Questions on the material:
A) According to the commentary excerpt, for what end do they sew together girdles of leaves?
B) Translate this sentence from the commentary excerpt into Spanish: "There is none of us who does not smile at their folly, since, certainly, it was ridiculous to place such a covering before the eyes of God."

#### Text segment

HT: Calvin's Commentaries, Vol. 1
7.16.2009
Do You Smile at Sin?
And they sewed fig - leaves together. What I lately said, that they had not been brought either by true shame or by serious fear to repentance, is now more manifest. They sew together for themselves girdles of leaves. For what end? That they may keep God at a distance, as by an invincible barrier! Their sense of evil, therefore, was only confused, and combined with dulness, as is wont to be the case in unquiet sleep. There is none of us who does not smile at their folly, since, certainly, it was ridiculous to place such a covering before the eyes of God. In the meanwhile, we are all infected with the same disease; for, indeed, we tremble, and are covered with shame at the first compunctions of conscience; but self-indulgence soon steals in, and induces us to resort to vain trifles, as if it were an easy thing to delude God. Therefore unless conscience be more closely pressed there is no shadow of excuse too faint and fleeting to obtain our acquiescence; and even if there be no pretext whatever, we still make pleasures for ourselves, and, by an oblivion of three days’ duration, we imagine that we are well covered. In short, the cold and faint knowledge of sin, which is inherent in the minds of men, is here described by Moses, in order that they may be rendered inexcusable.

########
#### Data excerpts

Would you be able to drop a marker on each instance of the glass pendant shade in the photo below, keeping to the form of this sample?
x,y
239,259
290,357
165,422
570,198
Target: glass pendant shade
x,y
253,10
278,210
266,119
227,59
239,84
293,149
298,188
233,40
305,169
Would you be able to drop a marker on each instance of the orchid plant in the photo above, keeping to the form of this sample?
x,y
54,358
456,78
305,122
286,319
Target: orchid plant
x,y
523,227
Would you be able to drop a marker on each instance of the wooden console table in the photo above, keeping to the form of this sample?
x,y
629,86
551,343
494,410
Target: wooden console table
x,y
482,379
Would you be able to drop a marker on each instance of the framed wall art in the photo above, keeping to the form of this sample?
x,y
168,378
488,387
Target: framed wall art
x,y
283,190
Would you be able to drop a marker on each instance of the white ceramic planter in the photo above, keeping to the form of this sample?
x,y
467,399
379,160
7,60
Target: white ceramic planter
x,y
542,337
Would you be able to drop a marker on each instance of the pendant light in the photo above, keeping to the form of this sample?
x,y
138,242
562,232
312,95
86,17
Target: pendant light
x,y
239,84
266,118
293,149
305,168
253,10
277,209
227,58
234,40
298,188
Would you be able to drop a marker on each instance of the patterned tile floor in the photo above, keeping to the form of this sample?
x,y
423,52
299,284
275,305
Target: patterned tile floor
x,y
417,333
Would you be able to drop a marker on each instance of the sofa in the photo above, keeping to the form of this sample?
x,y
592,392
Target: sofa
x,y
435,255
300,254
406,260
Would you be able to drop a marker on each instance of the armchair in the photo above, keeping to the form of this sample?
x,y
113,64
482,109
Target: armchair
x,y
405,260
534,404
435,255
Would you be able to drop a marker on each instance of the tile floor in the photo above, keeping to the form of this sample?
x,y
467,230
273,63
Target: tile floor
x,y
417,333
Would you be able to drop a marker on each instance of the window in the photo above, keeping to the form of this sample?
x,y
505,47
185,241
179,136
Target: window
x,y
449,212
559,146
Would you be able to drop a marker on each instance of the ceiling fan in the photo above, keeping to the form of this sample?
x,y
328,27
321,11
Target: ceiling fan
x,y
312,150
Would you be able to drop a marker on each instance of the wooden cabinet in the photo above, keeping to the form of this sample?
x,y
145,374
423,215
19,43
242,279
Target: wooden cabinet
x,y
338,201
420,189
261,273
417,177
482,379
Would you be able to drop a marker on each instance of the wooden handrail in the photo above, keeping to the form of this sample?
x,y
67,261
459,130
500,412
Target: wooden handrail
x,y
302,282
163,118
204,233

########

Solutions for each task:
A) That they may keep God at a distance, as by an invincible barrier.

B) No hay ninguno de nosotros que no sonría ante su necedad, puesto que, ciertamente, era ridículo poner semejante cubierta ante los ojos de Dios.